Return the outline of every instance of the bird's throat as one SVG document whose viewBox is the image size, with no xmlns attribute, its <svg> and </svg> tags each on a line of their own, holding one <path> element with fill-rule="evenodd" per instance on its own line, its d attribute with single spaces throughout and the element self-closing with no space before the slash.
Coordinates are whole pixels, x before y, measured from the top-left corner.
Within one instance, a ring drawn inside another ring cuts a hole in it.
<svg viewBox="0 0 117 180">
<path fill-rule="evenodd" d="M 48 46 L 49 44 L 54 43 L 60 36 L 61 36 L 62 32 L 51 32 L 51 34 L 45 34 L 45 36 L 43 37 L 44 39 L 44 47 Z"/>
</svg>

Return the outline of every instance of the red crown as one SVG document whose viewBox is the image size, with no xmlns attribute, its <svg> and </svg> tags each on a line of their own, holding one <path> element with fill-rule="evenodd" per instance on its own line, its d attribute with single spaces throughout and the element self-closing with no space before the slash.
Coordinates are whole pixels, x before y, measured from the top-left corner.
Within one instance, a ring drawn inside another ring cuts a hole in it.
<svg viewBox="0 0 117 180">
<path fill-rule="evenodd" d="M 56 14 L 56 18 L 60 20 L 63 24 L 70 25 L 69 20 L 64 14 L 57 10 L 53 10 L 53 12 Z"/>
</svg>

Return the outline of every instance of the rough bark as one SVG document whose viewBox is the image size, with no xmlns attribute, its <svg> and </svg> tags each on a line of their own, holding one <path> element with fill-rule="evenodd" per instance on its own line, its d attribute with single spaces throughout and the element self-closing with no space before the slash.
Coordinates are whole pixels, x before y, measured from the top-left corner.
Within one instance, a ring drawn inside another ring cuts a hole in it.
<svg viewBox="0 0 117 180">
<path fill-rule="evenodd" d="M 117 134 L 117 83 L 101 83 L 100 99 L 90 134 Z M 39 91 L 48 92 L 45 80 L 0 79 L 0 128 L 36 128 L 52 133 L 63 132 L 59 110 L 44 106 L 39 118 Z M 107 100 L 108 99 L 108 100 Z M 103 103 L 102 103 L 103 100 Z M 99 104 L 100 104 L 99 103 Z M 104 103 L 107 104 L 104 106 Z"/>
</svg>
··········
### [Your assignment]
Every entry should be duplicated exactly as written.

### [The answer]
Return the outline of every instance of the bird's throat as one SVG document whose viewBox is the image size, with no xmlns attribute, its <svg> and </svg> tags each on a line of their own, holding one <path> element with fill-rule="evenodd" per instance on its own line, its d attribute with single spaces throughout and the element self-closing with no space before the slash.
Coordinates are whole pixels, x before y, measured from the top-left corner.
Within one instance, a ring drawn inside another ring cuts a hole in it.
<svg viewBox="0 0 117 180">
<path fill-rule="evenodd" d="M 48 46 L 49 44 L 54 43 L 60 36 L 61 36 L 62 32 L 51 32 L 51 34 L 45 34 L 45 36 L 43 37 L 44 39 L 44 47 Z"/>
</svg>

Return the outline of every instance of the red crown as one SVG document whose viewBox is the image size, with no xmlns attribute, its <svg> and </svg> tags each on a line of their own, holding one <path> element with fill-rule="evenodd" per instance on its own line, its d attribute with single spaces throughout and the element self-closing with no space before the slash.
Coordinates are whole pixels, x before y, measured from the top-left corner.
Within one instance, a ring drawn inside another ring cuts a hole in it.
<svg viewBox="0 0 117 180">
<path fill-rule="evenodd" d="M 56 14 L 56 18 L 60 20 L 63 24 L 70 25 L 69 20 L 64 14 L 57 10 L 53 10 L 53 12 Z"/>
</svg>

Return the outline of every instance of the rough bark as one SVG document whose viewBox is the image size, with no xmlns attribute, its <svg> and </svg> tags each on a line of their own, holding one <path> element with fill-rule="evenodd" per instance on its own line, its d attribute with single spaces throughout and the element self-closing with no space before the slash.
Coordinates are whole pixels, x before y, measured from the top-left corner.
Within one instance, a ring drawn inside another ring cuts a hole in it.
<svg viewBox="0 0 117 180">
<path fill-rule="evenodd" d="M 117 134 L 117 83 L 101 83 L 100 99 L 90 134 Z M 39 91 L 48 92 L 45 80 L 0 79 L 0 128 L 36 128 L 52 133 L 63 132 L 59 110 L 44 106 L 39 118 Z M 107 100 L 108 99 L 108 100 Z M 103 103 L 102 103 L 103 100 Z M 99 104 L 100 104 L 99 103 Z M 104 103 L 107 104 L 104 106 Z"/>
</svg>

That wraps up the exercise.